### Directions
Before you finish, make sure every line below has been written out exactly.
□ □ □ □
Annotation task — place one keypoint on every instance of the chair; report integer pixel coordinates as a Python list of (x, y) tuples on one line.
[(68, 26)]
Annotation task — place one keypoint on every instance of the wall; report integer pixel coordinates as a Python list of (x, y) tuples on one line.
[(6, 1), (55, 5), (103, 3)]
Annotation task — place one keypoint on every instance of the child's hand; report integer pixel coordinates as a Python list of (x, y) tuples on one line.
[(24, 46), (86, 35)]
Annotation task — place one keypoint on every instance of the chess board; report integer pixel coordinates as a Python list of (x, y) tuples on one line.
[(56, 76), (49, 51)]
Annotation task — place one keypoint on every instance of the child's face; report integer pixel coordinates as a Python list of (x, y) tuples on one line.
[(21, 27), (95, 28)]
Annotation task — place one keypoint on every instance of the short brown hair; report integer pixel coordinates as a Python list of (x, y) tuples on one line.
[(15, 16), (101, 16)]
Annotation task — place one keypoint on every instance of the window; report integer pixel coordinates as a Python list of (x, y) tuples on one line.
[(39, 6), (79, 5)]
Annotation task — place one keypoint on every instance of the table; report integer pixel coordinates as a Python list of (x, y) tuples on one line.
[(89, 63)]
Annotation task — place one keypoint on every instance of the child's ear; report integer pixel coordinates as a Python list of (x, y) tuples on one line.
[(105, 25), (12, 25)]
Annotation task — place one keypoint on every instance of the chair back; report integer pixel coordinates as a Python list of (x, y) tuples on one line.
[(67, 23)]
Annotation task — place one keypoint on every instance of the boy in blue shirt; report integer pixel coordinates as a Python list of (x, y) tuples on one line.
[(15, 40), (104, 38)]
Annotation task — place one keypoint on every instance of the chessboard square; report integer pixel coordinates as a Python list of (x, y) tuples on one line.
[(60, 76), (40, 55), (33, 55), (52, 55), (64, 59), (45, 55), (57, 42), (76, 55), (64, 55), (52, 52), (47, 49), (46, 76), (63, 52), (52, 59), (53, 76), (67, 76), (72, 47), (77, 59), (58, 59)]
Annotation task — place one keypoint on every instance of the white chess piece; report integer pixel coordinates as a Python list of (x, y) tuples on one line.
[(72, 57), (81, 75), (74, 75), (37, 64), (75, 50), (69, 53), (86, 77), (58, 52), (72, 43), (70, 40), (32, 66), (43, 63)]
□ □ □ □
### Solution
Annotation task — place one keypoint on every instance of the chair; report integer pixel coordinates as a Python list of (x, y) tuples on one line.
[(68, 26)]
Annotation task — place one keypoint on every instance of the wall; report integer pixel coordinates as a Python list of (x, y) tuples on one line.
[(6, 1), (55, 5), (103, 3)]
Annotation task — place one keypoint on every instance of the child's hand; report integer pixel coordinates as a Python list of (x, y) tuples on one line.
[(24, 46), (86, 35)]
Annotation task — place one keypoint on every instance of the chess board; report integer pixel coordinates as a Python list of (x, y) tuples on one line.
[(56, 76), (49, 51)]
Annotation task — place one keypoint on every instance of the child's face; report integer pixel coordinates as a Python list of (x, y) tuples on one line.
[(21, 27), (95, 28)]
Annotation task — place one keypoint on every instance of the short brown hair; report integer pixel coordinates as a Python list of (x, y) tuples on one line.
[(15, 16), (101, 16)]
Annotation task — place one keypoint on every instance of the window; report integer pixel coordinates as a Python list of (x, y) tuples on one line.
[(39, 6), (79, 5)]
Annotation task — place one keypoint on every instance of the table; report integer pixel coordinates as a Python list of (x, y) tuples on one line.
[(89, 63)]
Annotation task — place one keypoint on every instance of the child's ear; report integer pixel coordinates as a Python list of (x, y) tuples on one line.
[(105, 25), (12, 25)]
Annotation task — place one keypoint on every instance of the chair back; report integer pixel coordinates as a Python list of (x, y) tuples on one line.
[(67, 23)]
Annotation task — place one keypoint on every instance of the boy in blue shirt; report integer pixel coordinates as a Python list of (x, y) tuples on one line.
[(15, 40), (104, 38)]
Annotation task — place one keypoint on every instance of the chessboard square; report integer pixel coordinates as a Python list of (x, y) tuples on one line.
[(60, 76), (40, 55), (33, 55), (52, 55), (64, 59), (45, 55), (57, 42), (76, 55), (64, 55), (52, 52), (47, 49), (46, 76), (63, 52), (52, 59), (53, 76), (67, 76), (72, 47), (77, 59), (58, 59)]
Annotation task — place one keypoint on every instance of the white chess piece; report integer pixel coordinates as a Python list of (x, y) tuples on one line.
[(72, 57), (81, 75), (74, 75), (37, 64), (75, 50), (69, 53), (86, 77), (58, 52), (72, 43), (70, 40), (32, 66), (43, 63)]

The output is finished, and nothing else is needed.